Copy the text below on two studies of Viktor Orbán's psychology and politics, reproducing every word and line in full.

Text shown
+++

Kristóf Varga

Psychology and politics: Two studies

Today I would like to summarize two articles on Viktor Orbán and his political strategy.  One was written in July 2012 and appeared in Élet és Irodalom, unfortunately available only to subscribers. The author, András Bruck, spent the bulk of his lengthy article on the psychology of Viktor Orbán and came to the conclusion that “he betrayed not only his own past but also that of his parents.” Bruck fears “that for this betrayal, for his own conflict ridden soul, we, the whole country, are paying dearly.”

While Bruck tries to discover the inner workings of Orbán’s psyche, Kristóf Varga, a political analyst and a psychologist, attempts to interpret the psyche of the Hungarian people. He comes to the conclusion that Viktor Orbán found the key to the wishes and desires of Hungarians. His policies that on the surface make no sense in fact speak to the “anxiety” of Hungarian society, a state that was induced by the uncertainties of life after 1990.

For Bruck it is Viktor Orbán’s insatiable appetite for power that moves him. Orbán realized that he can establish absolute power, even a dictatorship, only if he turns segments of society against each other. Earlier he concentrated on the dividing line between the left and the right, but by now he is turning judges against judges, teachers against children, children against their parents. This way, claims Bruck, society’s connecting fabric will be completely destroyed and the road will be open to a dictatorship.

Varga is also aware of Orbán’s pathological attitude toward power, but he puts the emphasis on Orbán’s recognition of society’s expectations. Many Hungarians live in a state of constant anxiety because of the uncertainties of the world that followed what was a secure life in the Kádár regime. In 1989-1990 came capitalism, democracy, and globalization, all at once. This new world was about individual responsibility, competition, and the well deserved results of competition. The Hungarian people were not ready for such a leap. Their answer was to escape from reality.

+++

Material shown

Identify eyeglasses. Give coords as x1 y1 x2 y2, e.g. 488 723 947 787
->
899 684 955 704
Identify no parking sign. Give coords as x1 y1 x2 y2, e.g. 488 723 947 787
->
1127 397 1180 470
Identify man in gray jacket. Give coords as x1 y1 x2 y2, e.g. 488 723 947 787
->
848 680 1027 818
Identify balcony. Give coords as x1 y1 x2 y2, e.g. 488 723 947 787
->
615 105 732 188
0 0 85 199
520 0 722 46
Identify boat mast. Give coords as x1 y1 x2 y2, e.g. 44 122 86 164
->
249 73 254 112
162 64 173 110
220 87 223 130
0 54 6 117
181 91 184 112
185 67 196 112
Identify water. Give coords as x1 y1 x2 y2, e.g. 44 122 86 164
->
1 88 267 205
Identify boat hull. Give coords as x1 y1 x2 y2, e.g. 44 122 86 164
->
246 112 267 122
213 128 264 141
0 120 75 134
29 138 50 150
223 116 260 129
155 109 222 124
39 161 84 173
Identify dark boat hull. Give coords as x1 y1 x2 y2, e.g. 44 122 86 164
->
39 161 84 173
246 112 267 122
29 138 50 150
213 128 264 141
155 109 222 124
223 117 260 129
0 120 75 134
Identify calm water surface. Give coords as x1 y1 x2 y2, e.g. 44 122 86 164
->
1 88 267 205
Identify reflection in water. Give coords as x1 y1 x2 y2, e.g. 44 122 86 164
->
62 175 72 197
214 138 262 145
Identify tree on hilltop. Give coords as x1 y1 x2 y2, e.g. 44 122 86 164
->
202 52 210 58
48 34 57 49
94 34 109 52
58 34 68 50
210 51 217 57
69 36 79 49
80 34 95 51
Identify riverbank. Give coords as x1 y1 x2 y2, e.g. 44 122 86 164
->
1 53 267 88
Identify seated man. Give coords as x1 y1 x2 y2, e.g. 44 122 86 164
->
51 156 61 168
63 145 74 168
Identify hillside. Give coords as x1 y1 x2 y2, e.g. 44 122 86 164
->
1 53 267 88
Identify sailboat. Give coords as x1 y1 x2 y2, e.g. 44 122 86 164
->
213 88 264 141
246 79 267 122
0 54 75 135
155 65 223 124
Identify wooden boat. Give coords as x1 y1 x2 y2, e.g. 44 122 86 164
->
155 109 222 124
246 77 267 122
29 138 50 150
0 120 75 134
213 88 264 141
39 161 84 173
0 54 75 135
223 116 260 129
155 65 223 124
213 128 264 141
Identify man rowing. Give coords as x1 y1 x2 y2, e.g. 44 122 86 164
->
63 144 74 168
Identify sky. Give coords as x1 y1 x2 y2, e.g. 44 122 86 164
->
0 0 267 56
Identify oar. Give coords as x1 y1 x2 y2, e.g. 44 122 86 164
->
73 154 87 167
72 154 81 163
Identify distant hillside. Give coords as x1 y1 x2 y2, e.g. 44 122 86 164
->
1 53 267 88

+++

Output of the task
Kristóf Varga

Psychology and politics: Two studies

Today I would like to summarize two articles on Viktor Orbán and his political strategy.  One was written in July 2012 and appeared in Élet és Irodalom, unfortunately available only to subscribers. The author, András Bruck, spent the bulk of his lengthy article on the psychology of Viktor Orbán and came to the conclusion that “he betrayed not only his own past but also that of his parents.” Bruck fears “that for this betrayal, for his own conflict ridden soul, we, the whole country, are paying dearly.”

While Bruck tries to discover the inner workings of Orbán’s psyche, Kristóf Varga, a political analyst and a psychologist, attempts to interpret the psyche of the Hungarian people. He comes to the conclusion that Viktor Orbán found the key to the wishes and desires of Hungarians. His policies that on the surface make no sense in fact speak to the “anxiety” of Hungarian society, a state that was induced by the uncertainties of life after 1990.

For Bruck it is Viktor Orbán’s insatiable appetite for power that moves him. Orbán realized that he can establish absolute power, even a dictatorship, only if he turns segments of society against each other. Earlier he concentrated on the dividing line between the left and the right, but by now he is turning judges against judges, teachers against children, children against their parents. This way, claims Bruck, society’s connecting fabric will be completely destroyed and the road will be open to a dictatorship.

Varga is also aware of Orbán’s pathological attitude toward power, but he puts the emphasis on Orbán’s recognition of society’s expectations. Many Hungarians live in a state of constant anxiety because of the uncertainties of the world that followed what was a secure life in the Kádár regime. In 1989-1990 came capitalism, democracy, and globalization, all at once. This new world was about individual responsibility, competition, and the well deserved results of competition. The Hungarian people were not ready for such a leap. Their answer was to escape from reality.